**** RECORDS SHOWN ****
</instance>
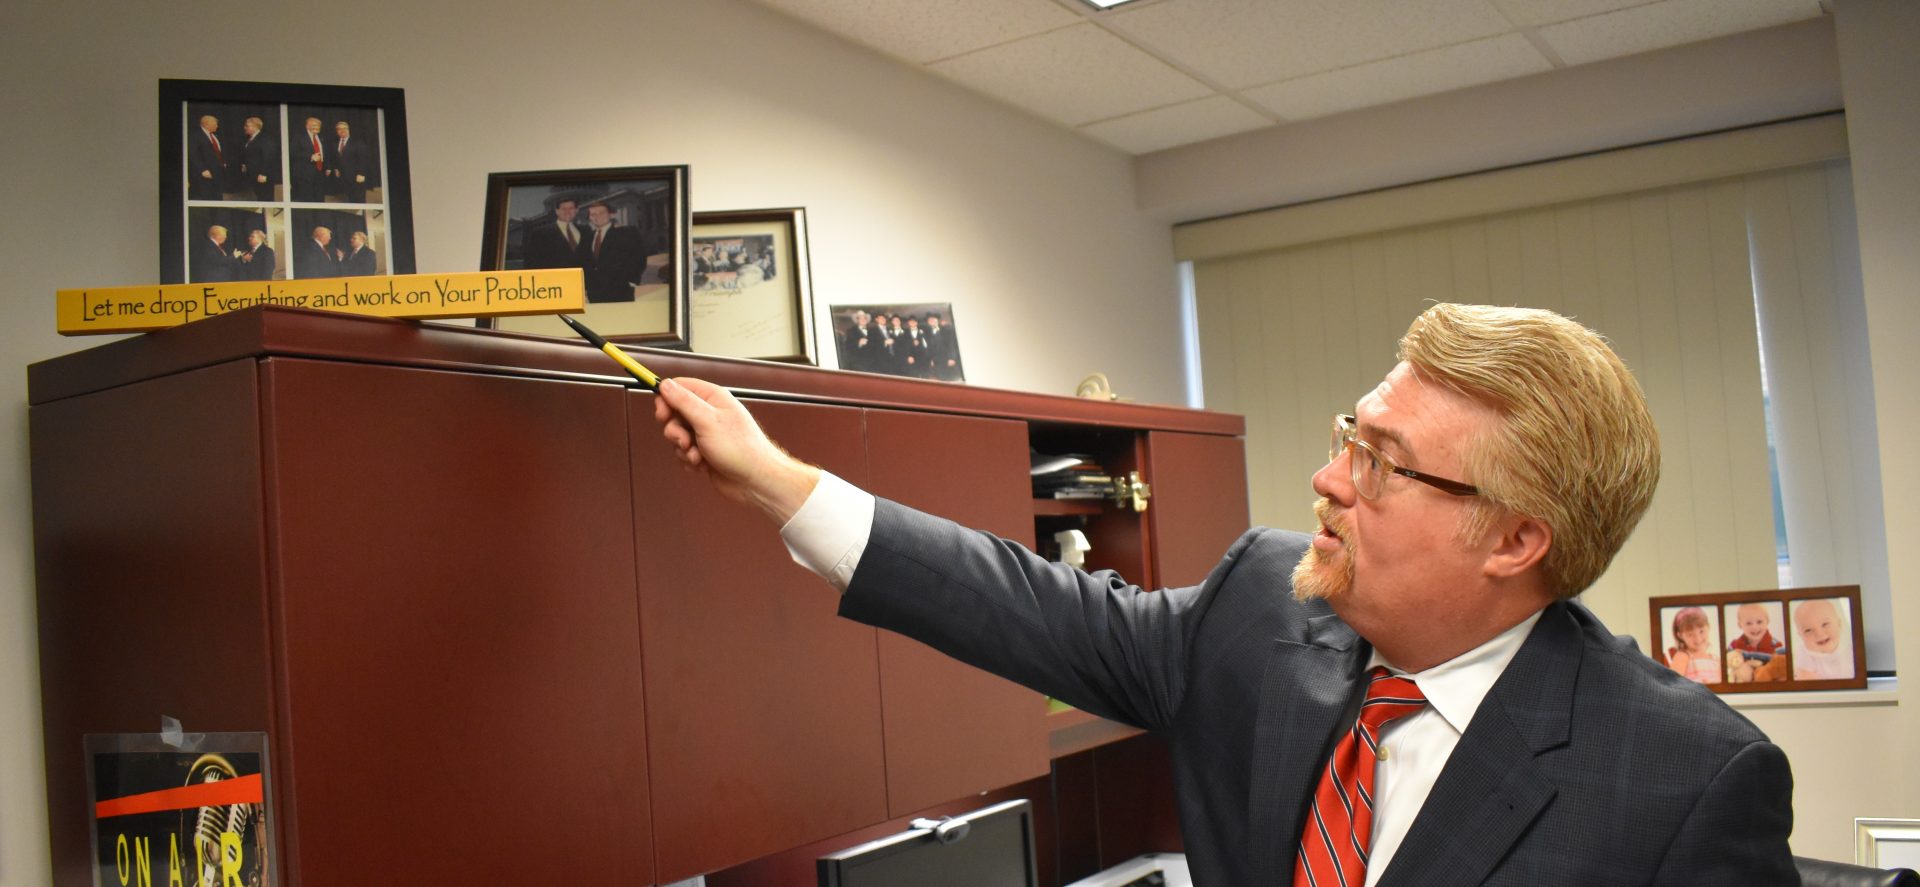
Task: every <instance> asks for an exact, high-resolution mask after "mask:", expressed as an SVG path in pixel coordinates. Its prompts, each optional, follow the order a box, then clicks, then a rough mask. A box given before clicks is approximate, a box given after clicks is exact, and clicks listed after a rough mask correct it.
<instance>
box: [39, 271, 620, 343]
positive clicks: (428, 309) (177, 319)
mask: <svg viewBox="0 0 1920 887" xmlns="http://www.w3.org/2000/svg"><path fill="white" fill-rule="evenodd" d="M58 300H60V305H58V313H56V317H58V326H60V334H61V336H92V334H102V332H144V330H159V328H165V326H179V324H182V323H192V321H200V319H205V317H213V315H225V313H228V311H240V309H246V307H253V305H288V307H319V309H328V311H346V313H351V315H372V317H405V319H413V321H424V319H436V317H505V315H553V313H578V311H584V309H586V282H584V275H582V273H580V269H538V271H476V273H459V275H392V276H328V278H315V280H242V282H219V284H159V286H111V288H100V290H60V292H58Z"/></svg>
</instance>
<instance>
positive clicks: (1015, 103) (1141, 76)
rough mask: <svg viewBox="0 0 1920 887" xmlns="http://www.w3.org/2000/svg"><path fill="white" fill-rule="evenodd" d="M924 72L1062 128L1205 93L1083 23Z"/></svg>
****
• TASK STATEMENT
Reproduce every item above word for word, omitting the pictures.

• YOUR SOLUTION
</instance>
Task: every <instance> asks for an exact, high-resolution mask after "mask:", expressed as an SVG path in pixel coordinates. Its prompts, each optional, follow the order a box, then clicks, then a rough mask. A box given before clicks is approximate, a box given after clicks is exact, and clicks listed after a rough mask correct it.
<instance>
box: [39, 271, 620, 343]
positive clicks: (428, 309) (177, 319)
mask: <svg viewBox="0 0 1920 887" xmlns="http://www.w3.org/2000/svg"><path fill="white" fill-rule="evenodd" d="M58 300H60V305H58V313H56V317H58V326H60V334H61V336H92V334H102V332H144V330H159V328H165V326H179V324H182V323H192V321H200V319H205V317H213V315H225V313H228V311H240V309H246V307H253V305H288V307H319V309H328V311H346V313H351V315H372V317H405V319H413V321H424V319H436V317H505V315H553V313H578V311H584V309H586V282H584V275H582V273H580V269H538V271H476V273H459V275H392V276H328V278H315V280H242V282H219V284H159V286H111V288H100V290H60V292H58Z"/></svg>
</instance>
<instance>
positive clicks: (1015, 103) (1141, 76)
rough mask: <svg viewBox="0 0 1920 887" xmlns="http://www.w3.org/2000/svg"><path fill="white" fill-rule="evenodd" d="M924 72L1062 128L1205 93L1083 23Z"/></svg>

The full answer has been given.